Given instruction 1
Copy the forum thread on comparing mortgage financing below, word for word and in full.
======== Document ========
Financing comparison - Now it's getting serious

  • Erstellt am 2021-06-13 09:31:16

Hutchinson123

2021-07-30 08:02:40
  • #1
You’re not really supposed to do that... Just checked. We closed in June with 15 years fixed interest and would now get 20 years at the same interest terms or 15 years correspondingly cheaper (50 € less per month in our case). But it’s like the stock market. You almost never find the best entry point. If we hadn’t signed in June, it wouldn’t have worked out with our house either. So you really shouldn’t be upset about it :)
 

driver55

2021-07-30 08:16:46
  • #2
The numbers you see online are rarely the ones the customer ultimately gets. (Or are you at the source?)
========
Given instruction 2
Repeat the listing lines exactly, from the line containing "One pin marks each instance of the statue head." up to and including the final line of the listing. Leave out the pictures.
======== Input ========
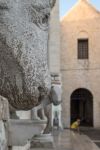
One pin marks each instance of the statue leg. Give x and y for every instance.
(48, 128)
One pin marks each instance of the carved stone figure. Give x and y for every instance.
(44, 108)
(23, 50)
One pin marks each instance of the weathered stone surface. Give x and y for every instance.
(19, 131)
(4, 109)
(23, 50)
(3, 138)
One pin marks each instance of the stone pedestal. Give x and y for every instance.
(20, 131)
(42, 141)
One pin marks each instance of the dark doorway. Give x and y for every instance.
(82, 106)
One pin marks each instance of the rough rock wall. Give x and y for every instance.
(23, 50)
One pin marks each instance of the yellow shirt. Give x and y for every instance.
(74, 125)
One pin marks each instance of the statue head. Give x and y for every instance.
(23, 50)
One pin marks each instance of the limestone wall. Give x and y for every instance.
(80, 73)
(54, 41)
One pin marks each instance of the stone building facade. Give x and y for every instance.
(80, 64)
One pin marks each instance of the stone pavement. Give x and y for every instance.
(68, 140)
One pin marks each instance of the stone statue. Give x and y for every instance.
(44, 109)
(23, 51)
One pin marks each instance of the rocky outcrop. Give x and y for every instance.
(23, 50)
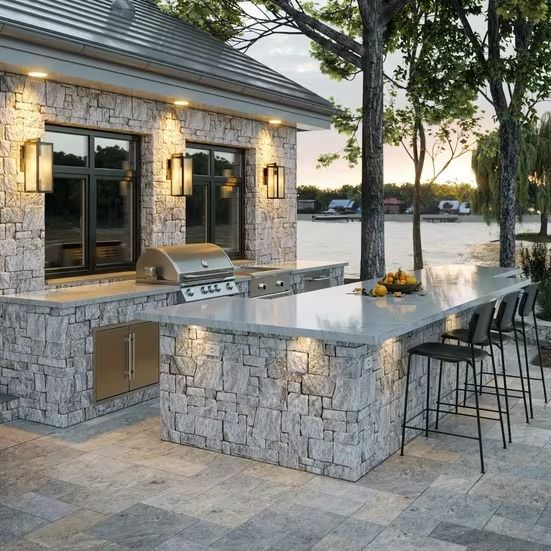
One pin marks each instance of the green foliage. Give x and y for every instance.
(536, 265)
(223, 19)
========
Final result 1
Financing comparison - Now it's getting serious

  • Erstellt am 2021-06-13 09:31:16

Hutchinson123

2021-07-30 08:02:40
  • #1
You’re not really supposed to do that... Just checked. We closed in June with 15 years fixed interest and would now get 20 years at the same interest terms or 15 years correspondingly cheaper (50 € less per month in our case). But it’s like the stock market. You almost never find the best entry point. If we hadn’t signed in June, it wouldn’t have worked out with our house either. So you really shouldn’t be upset about it :)
 

driver55

2021-07-30 08:16:46
  • #2
The numbers you see online are rarely the ones the customer ultimately gets. (Or are you at the source?)

Final result 2
One pin marks each instance of the statue head. Give x and y for every instance.
(23, 50)
One pin marks each instance of the limestone wall. Give x and y for every instance.
(80, 73)
(54, 41)
One pin marks each instance of the stone building facade. Give x and y for every instance.
(80, 64)
One pin marks each instance of the stone pavement. Give x and y for every instance.
(68, 140)
One pin marks each instance of the stone statue. Give x and y for every instance.
(44, 109)
(23, 51)
One pin marks each instance of the rocky outcrop. Give x and y for every instance.
(23, 50)
One pin marks each instance of the green foliage. Give x and y for every instance.
(536, 265)
(223, 19)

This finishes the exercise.